## Instructions to follow
Transcribe every line of the records verbatim.

## Dataset excerpts
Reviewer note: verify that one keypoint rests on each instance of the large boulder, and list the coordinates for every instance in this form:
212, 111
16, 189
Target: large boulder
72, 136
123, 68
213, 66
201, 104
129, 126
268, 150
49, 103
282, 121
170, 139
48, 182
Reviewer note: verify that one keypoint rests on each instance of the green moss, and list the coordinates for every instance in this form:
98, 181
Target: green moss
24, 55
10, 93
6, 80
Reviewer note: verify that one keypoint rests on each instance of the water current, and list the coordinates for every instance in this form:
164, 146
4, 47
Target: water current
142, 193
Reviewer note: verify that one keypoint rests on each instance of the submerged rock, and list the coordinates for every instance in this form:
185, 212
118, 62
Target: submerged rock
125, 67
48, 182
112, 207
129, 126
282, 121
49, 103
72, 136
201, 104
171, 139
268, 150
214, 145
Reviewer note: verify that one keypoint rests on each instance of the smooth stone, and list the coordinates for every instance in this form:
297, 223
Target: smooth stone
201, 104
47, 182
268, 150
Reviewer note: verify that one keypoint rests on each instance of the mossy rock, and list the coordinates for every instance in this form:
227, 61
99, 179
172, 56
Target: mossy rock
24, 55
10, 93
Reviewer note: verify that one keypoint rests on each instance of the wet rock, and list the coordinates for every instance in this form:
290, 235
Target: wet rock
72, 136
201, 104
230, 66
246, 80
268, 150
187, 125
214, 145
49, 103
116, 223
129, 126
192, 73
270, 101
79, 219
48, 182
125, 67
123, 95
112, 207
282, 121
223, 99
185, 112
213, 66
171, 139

## Reply
Reviewer note: verify that one keypoint rests on each instance of the large boulder, and list the coordinates for every instance in this form:
212, 111
16, 189
Target: large boulder
72, 136
123, 68
213, 66
201, 104
129, 126
268, 150
49, 103
282, 121
170, 139
48, 182
Reviewer note: verify that one keypoint rests on each instance of the green moss, and list the coordinates for every instance in this form:
98, 181
Target: green moss
24, 55
10, 93
6, 80
Reviewer note: verify that one keypoint rests on each instance of the water current, and list the coordinates for every instance in this form:
164, 146
4, 47
Target: water current
142, 193
Reviewer note: verify that one keypoint rests on each instance of the submerged rock, and list the coordinates for every instance in this form:
185, 212
118, 62
Target: submerged rock
125, 67
48, 182
112, 207
129, 126
282, 121
49, 103
72, 136
201, 104
171, 139
268, 150
214, 145
Reviewer note: verify that one keypoint rests on each instance of the smooth stone, and list the coordinates for every instance in this form:
297, 223
Target: smooth stone
201, 104
47, 182
268, 150
Reviewer note: verify that one keypoint rests on each instance of the mossy rock, and list the coordinates for every instance in this form:
227, 61
99, 179
172, 56
Target: mossy rock
24, 55
10, 93
Reviewer note: verify that one keypoint rests on each instance of the wet rock, and list the coordinates for every instance in this form:
290, 235
Target: wet rock
72, 136
201, 104
230, 66
246, 80
268, 150
187, 125
214, 145
49, 103
116, 223
129, 126
192, 73
270, 101
79, 219
48, 182
125, 67
123, 95
112, 207
282, 121
223, 99
185, 112
213, 66
171, 139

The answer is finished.